* [Task data]
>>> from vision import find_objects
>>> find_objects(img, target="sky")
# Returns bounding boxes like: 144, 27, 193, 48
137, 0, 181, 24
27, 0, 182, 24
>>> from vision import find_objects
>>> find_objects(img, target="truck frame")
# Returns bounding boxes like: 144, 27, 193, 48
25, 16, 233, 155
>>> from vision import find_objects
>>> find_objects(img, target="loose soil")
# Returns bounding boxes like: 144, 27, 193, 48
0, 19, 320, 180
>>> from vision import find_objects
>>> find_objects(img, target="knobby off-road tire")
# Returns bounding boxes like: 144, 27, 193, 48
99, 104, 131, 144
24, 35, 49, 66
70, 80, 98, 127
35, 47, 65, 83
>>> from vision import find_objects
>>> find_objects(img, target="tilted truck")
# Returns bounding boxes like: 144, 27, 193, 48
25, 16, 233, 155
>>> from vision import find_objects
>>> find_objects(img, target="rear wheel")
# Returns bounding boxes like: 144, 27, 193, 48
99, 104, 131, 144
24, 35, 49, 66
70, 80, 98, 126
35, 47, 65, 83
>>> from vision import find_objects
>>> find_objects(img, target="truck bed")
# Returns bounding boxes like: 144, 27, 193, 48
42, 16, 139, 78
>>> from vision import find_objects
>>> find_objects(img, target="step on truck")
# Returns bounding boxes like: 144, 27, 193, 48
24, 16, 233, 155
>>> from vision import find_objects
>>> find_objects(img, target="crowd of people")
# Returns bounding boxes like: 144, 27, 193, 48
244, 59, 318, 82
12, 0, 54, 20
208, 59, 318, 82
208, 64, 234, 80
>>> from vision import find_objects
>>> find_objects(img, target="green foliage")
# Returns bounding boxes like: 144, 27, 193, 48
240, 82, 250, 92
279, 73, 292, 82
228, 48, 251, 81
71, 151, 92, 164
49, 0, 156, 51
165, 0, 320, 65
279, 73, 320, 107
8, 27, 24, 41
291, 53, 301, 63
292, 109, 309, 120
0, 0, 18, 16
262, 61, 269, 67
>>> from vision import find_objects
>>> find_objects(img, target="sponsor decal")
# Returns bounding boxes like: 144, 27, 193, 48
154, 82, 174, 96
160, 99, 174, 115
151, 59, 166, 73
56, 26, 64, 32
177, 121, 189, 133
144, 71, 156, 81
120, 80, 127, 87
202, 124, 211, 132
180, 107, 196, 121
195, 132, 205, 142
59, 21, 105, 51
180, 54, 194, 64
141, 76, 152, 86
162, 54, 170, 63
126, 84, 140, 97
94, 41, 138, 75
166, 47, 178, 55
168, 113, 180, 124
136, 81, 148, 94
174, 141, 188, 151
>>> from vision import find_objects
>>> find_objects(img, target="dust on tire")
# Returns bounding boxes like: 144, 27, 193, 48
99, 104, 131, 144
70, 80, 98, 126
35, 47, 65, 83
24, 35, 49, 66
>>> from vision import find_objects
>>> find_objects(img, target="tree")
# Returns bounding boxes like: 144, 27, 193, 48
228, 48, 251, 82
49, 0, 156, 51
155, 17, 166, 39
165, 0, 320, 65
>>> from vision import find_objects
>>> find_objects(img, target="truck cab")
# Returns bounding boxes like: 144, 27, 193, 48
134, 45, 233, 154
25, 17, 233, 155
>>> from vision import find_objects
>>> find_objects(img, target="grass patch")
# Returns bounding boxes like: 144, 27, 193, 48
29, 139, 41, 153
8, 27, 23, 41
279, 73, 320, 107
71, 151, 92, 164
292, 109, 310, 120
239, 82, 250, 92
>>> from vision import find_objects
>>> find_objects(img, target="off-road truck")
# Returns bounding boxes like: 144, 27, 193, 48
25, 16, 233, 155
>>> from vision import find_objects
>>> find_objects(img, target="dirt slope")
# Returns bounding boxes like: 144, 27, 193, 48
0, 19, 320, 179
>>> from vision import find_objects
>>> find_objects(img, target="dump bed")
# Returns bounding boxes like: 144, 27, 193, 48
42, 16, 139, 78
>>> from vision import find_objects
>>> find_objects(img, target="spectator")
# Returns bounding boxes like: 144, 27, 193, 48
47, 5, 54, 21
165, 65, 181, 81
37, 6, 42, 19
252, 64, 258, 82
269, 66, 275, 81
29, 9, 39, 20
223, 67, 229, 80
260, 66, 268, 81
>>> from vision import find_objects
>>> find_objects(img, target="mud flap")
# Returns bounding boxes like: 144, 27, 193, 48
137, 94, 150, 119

* [Requirements] Put the listing, from its first line through the line containing "262, 61, 269, 67", into a Markdown table with the columns Row and Line. Number each line in Row, put the line itself in Line, and skip any blank lines.

* [Task result]
| Row | Line |
|---|---|
| 1 | >>> from vision import find_objects |
| 2 | >>> find_objects(img, target="sky") |
| 3 | # Returns bounding boxes like: 144, 27, 193, 48 |
| 4 | 137, 0, 181, 24 |
| 5 | 27, 0, 182, 24 |
| 6 | >>> from vision import find_objects |
| 7 | >>> find_objects(img, target="truck frame") |
| 8 | # Returns bounding boxes like: 144, 27, 193, 48 |
| 9 | 25, 16, 233, 155 |
| 10 | >>> from vision import find_objects |
| 11 | >>> find_objects(img, target="loose soil") |
| 12 | # Returns bounding boxes like: 144, 27, 193, 48 |
| 13 | 0, 19, 320, 180 |
| 14 | >>> from vision import find_objects |
| 15 | >>> find_objects(img, target="knobby off-road tire") |
| 16 | # Returns bounding boxes like: 144, 27, 193, 48 |
| 17 | 99, 104, 131, 144 |
| 18 | 24, 35, 49, 66 |
| 19 | 70, 80, 98, 127 |
| 20 | 35, 47, 65, 83 |
| 21 | >>> from vision import find_objects |
| 22 | >>> find_objects(img, target="tilted truck") |
| 23 | # Returns bounding boxes like: 144, 27, 193, 48 |
| 24 | 25, 16, 233, 155 |
| 25 | >>> from vision import find_objects |
| 26 | >>> find_objects(img, target="rear wheel") |
| 27 | # Returns bounding boxes like: 144, 27, 193, 48 |
| 28 | 99, 104, 131, 144 |
| 29 | 24, 35, 49, 66 |
| 30 | 70, 80, 98, 126 |
| 31 | 35, 47, 65, 83 |
| 32 | >>> from vision import find_objects |
| 33 | >>> find_objects(img, target="truck bed") |
| 34 | # Returns bounding boxes like: 144, 27, 193, 48 |
| 35 | 42, 16, 139, 78 |
| 36 | >>> from vision import find_objects |
| 37 | >>> find_objects(img, target="step on truck") |
| 38 | # Returns bounding boxes like: 144, 27, 193, 48 |
| 39 | 24, 16, 233, 155 |
| 40 | >>> from vision import find_objects |
| 41 | >>> find_objects(img, target="crowd of people") |
| 42 | # Returns bounding boxes like: 144, 27, 193, 48 |
| 43 | 244, 59, 318, 82 |
| 44 | 12, 0, 54, 20 |
| 45 | 208, 59, 318, 82 |
| 46 | 208, 64, 234, 80 |
| 47 | >>> from vision import find_objects |
| 48 | >>> find_objects(img, target="green foliage") |
| 49 | # Returns bounding boxes like: 144, 27, 193, 48 |
| 50 | 240, 82, 250, 92 |
| 51 | 279, 73, 292, 82 |
| 52 | 228, 48, 251, 81 |
| 53 | 71, 151, 92, 164 |
| 54 | 49, 0, 156, 51 |
| 55 | 165, 0, 320, 65 |
| 56 | 279, 73, 320, 107 |
| 57 | 8, 27, 24, 41 |
| 58 | 291, 53, 301, 63 |
| 59 | 292, 109, 309, 120 |
| 60 | 0, 0, 18, 16 |
| 61 | 262, 61, 269, 67 |